TASKS:
a: Put this sentence from the Windrush Generation passage into Spanish: "Family life developed across countries and continents, parents sending back money, cards and gifts for their children."
b: Resume the Windrush Generation passage, picking up after its last sentence.

SOURCE PASSAGE:
* Begin *

The Windrush Generation – an inspiring legacy of struggle

  • The ‘Windrush Generation’ from across the Commonwealth were actively recruited, invited to come to the UK. Young, ambitious and talented people from across the commonwealth made the journey, seeing opportunity to secure their families futures and the future of their descendants. It was not an easy process, people faced great hardship, racial discrimination, violence and the pain of leaving children behind. Many managed to raise the money needed to bring all of their children to the UK but many did not, and some children stayed in their home countries with a grandparent or aunt.
  • Family life developed across countries and continents, parents sending back money, cards and gifts for their children. For some of the Windrush children who did not make it to Britain, their parents only made enough money to get home to visit when they were in their late teens or twenties because of the meagre amount they earned in Britain’s public services and factories. Arthur Curling, who arrived on the Empire Windrush summed up this difficulty “England was the easiest country to get in to and the hardest country to get out of, for the mere fact is, if you working, you never earn enough money for your fare, but at the same time you always say you always have another 10 year, 15-20 years”[3].

* End *

Coordinate annotation records:
* Begin *

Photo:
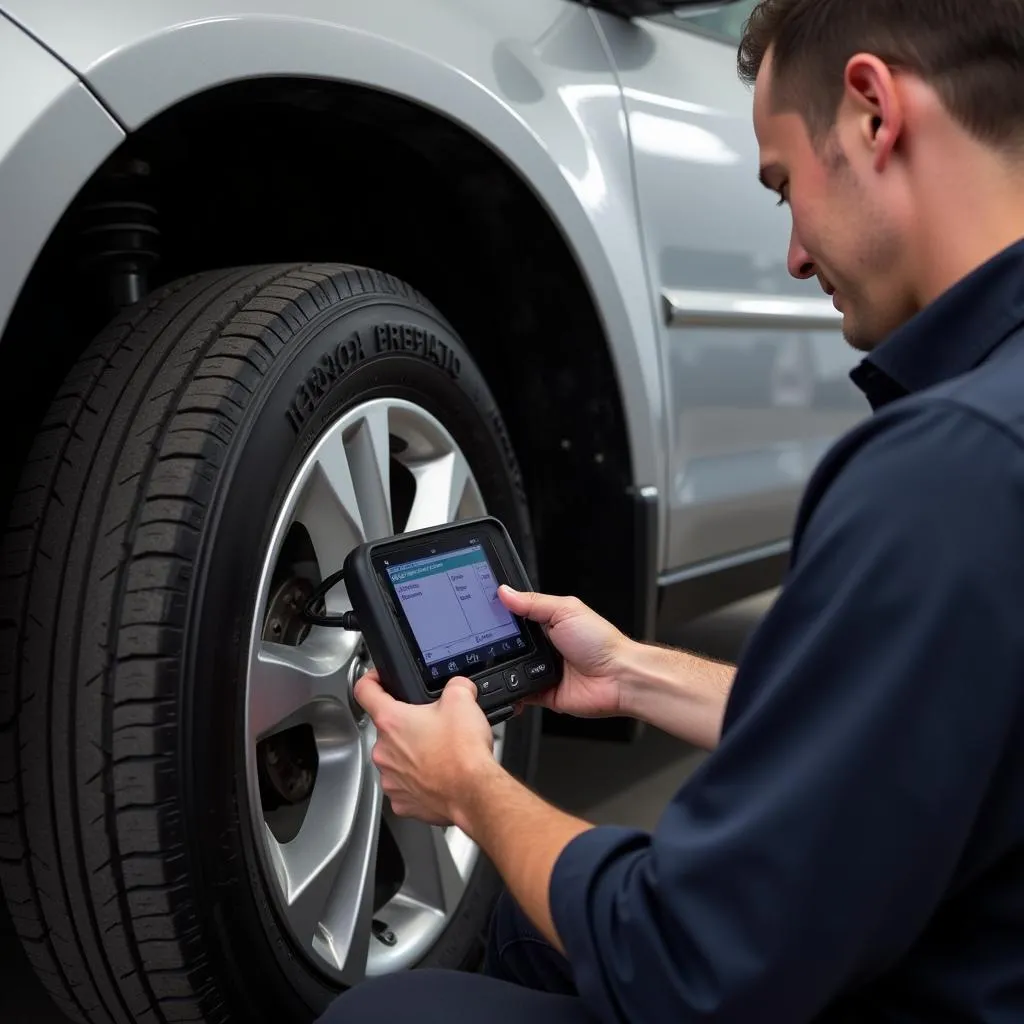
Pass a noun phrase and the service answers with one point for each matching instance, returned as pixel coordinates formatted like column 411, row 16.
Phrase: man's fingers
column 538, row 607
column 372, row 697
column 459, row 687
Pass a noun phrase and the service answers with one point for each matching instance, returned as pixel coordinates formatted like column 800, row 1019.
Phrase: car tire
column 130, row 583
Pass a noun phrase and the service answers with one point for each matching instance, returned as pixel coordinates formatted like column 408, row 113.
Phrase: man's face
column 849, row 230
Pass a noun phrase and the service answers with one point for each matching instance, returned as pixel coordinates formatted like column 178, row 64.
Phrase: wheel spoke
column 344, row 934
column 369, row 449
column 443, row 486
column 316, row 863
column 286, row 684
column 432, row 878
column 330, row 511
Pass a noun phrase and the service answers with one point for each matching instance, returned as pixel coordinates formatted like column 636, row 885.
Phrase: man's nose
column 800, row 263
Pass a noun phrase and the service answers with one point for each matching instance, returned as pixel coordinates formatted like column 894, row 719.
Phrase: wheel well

* End *

RESPONSES IN ORDER:
a: La vida familiar se desarrolló a través de países y continentes, con padres que enviaban dinero, tarjetas y regalos a sus hijos.

b:
  • Some of the children left behind never saw one or both of their parents again. Windrush descendant Yvonne Smith was the youngest of her siblings at 4 years old, when they all left with her mother to join their father in the UK; one year her mother died. The family could not afford to bring her mothers body home to Jamaica, or to bring Yvonne or her grandmother to the UK for the funeral. Her mother died ‘rebuilding Britain’ and yet in the eyes of the Home Office Yvonne Smith does not have ‘significant family ties’ and remains at risk of detention and removal.
  • Windrush Generation families spread throughout every sector of British society, building and strengthening our pubic services and enriching our communities. Through their battle against racism they initiated sweeping changes to Britain’s equalities legislation. They joined the British working class, broke down barriers, fought racism in the unions and became an integral part of working class history and British history.
  • They are the Bristol Bus Boycotters, the Grunwick Strikers, the Civil Rights activists of the 60’s & 70’s; their children fought racist SUS laws, police brutality and, over generations, have shaped far-reaching British Equality legislation that has benefitted all sectors of society. If Britain is to do justice to this pivotal section of British society it requires more than an apology and a few passports issued. It requires deep and far reaching investigation, radical legislative change and real justice for that generation, all of their descendants and their families.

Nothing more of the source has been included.